** start **
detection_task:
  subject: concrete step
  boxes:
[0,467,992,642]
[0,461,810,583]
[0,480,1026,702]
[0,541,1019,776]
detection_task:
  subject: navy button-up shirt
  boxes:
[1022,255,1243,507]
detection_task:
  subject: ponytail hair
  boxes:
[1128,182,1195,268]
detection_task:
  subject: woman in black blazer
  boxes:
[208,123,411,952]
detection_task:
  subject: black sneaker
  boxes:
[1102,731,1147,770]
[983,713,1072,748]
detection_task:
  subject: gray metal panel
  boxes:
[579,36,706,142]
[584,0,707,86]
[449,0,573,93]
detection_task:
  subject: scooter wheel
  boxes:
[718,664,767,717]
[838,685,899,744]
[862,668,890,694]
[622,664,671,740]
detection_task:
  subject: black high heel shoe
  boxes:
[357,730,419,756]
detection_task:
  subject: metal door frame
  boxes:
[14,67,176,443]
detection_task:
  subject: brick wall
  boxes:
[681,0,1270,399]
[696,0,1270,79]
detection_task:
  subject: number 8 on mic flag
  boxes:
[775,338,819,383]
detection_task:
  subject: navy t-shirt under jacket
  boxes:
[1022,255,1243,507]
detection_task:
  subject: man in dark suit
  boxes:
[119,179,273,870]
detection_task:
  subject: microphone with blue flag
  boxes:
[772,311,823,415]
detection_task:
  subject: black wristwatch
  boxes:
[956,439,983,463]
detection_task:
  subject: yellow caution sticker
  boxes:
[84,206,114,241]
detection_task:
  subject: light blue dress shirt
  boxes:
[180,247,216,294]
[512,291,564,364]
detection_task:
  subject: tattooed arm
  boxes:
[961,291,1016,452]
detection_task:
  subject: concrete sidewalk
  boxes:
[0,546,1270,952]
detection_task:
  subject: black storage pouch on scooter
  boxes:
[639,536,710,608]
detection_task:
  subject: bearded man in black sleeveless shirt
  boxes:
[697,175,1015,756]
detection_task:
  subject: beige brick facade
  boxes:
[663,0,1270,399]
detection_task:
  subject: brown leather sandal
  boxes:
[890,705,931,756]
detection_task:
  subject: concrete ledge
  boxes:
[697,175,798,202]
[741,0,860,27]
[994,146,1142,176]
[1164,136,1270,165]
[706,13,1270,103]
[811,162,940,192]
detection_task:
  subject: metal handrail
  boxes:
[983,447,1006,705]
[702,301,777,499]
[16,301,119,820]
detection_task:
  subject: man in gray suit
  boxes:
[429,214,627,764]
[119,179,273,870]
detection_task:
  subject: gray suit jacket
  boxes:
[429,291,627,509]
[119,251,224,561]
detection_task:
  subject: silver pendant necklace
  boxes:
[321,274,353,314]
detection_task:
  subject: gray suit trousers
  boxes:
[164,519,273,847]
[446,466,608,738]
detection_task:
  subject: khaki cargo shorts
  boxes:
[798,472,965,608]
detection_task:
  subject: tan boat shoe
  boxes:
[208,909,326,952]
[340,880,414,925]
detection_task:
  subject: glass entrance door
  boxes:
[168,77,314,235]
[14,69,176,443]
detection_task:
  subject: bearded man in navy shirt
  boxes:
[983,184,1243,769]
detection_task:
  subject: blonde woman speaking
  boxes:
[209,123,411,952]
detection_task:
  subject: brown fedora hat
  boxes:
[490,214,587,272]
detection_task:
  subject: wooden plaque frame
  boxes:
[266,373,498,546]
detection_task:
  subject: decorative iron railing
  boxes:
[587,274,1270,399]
** end **
__Job__.
Extract the full listing and reproduce each line exactly.

__Solution to this task__.
detection_task:
  subject: concrete step
  boxes:
[0,467,992,642]
[0,461,810,583]
[0,480,1026,702]
[0,541,1019,776]
detection_task:
  subject: navy button-up shirt
  boxes:
[1022,255,1243,507]
detection_task:
  subject: ponytail hair
  boxes:
[1128,182,1195,268]
detection_task:
  subject: woman in black blazer
  boxes:
[208,123,411,952]
detection_task:
  subject: black sneaker
  boxes:
[1102,731,1147,770]
[983,713,1072,748]
detection_task:
  subject: gray metal panel
  boxes:
[579,36,706,142]
[584,0,707,86]
[449,0,573,93]
detection_task:
  subject: scooter wheel
  boxes:
[718,664,767,717]
[838,685,899,744]
[862,668,890,694]
[622,664,671,740]
detection_task:
  subject: black high heel shoe
  boxes:
[357,730,419,756]
detection_task:
  subject: metal door frame
  boxes:
[14,67,176,443]
detection_task:
  subject: brick wall
  boxes:
[681,0,1270,399]
[696,0,1270,79]
detection_task:
  subject: number 8 on mic flag
  boxes:
[775,338,819,383]
detection_task:
  subject: navy t-shirt under jacket
  boxes:
[1022,255,1243,507]
detection_task:
  subject: man in dark suit
  boxes:
[119,179,273,870]
detection_task:
  subject: microphone with blue flag
  boxes:
[772,311,823,415]
detection_task:
  subject: black wristwatch
  boxes:
[956,439,983,463]
detection_task:
  subject: yellow caution sticker
  boxes:
[84,206,114,241]
detection_task:
  subject: light blue dress shirt
  boxes:
[180,247,216,294]
[512,291,564,364]
detection_task:
  subject: tattooed arm
  boxes:
[961,291,1016,452]
detection_task:
  subject: concrete sidewalk
  boxes:
[0,546,1270,952]
detection_task:
  subject: black storage pouch on scooter
  boxes:
[639,536,710,608]
detection_task:
  subject: bearded man in black sleeveless shirt
  boxes:
[697,175,1015,756]
detection_task:
  subject: beige brick facade
  boxes:
[663,0,1270,399]
detection_task:
  subject: brown leather sandal
  boxes:
[890,705,931,756]
detection_task:
  subject: concrete ledge
  boxes:
[697,175,798,202]
[741,0,860,27]
[994,146,1142,176]
[1164,136,1270,165]
[706,13,1270,103]
[811,162,940,192]
detection_task:
  subject: metal handrail
  boxes:
[983,447,1006,705]
[702,301,777,499]
[16,301,119,820]
detection_task:
  subject: man in gray suit
  boxes:
[429,214,627,764]
[119,179,273,870]
detection_task:
  subject: gray suit jacket
  boxes:
[429,291,627,509]
[119,251,224,561]
detection_task:
  subject: silver pendant necklace
  boxes:
[321,274,353,314]
detection_task:
  subject: gray suit trousers
  boxes:
[164,519,273,847]
[446,466,608,738]
detection_task:
  subject: khaki cargo shorts
  boxes:
[798,472,965,608]
detection_task:
  subject: tan boat shoe
  boxes:
[208,909,326,952]
[340,880,414,925]
detection_task:
  subject: glass entrance door
  boxes:
[168,77,314,235]
[14,69,176,443]
detection_task:
  subject: bearded man in navy shirt
  boxes:
[983,184,1243,769]
detection_task:
  subject: blonde woman speaking
  boxes:
[209,123,411,952]
detection_task:
  subject: brown fedora hat
  boxes:
[490,214,587,272]
detection_task:
  subject: wooden plaque frame
  boxes:
[266,373,498,546]
detection_task:
  subject: decorative iron railing
  boxes:
[587,274,1270,399]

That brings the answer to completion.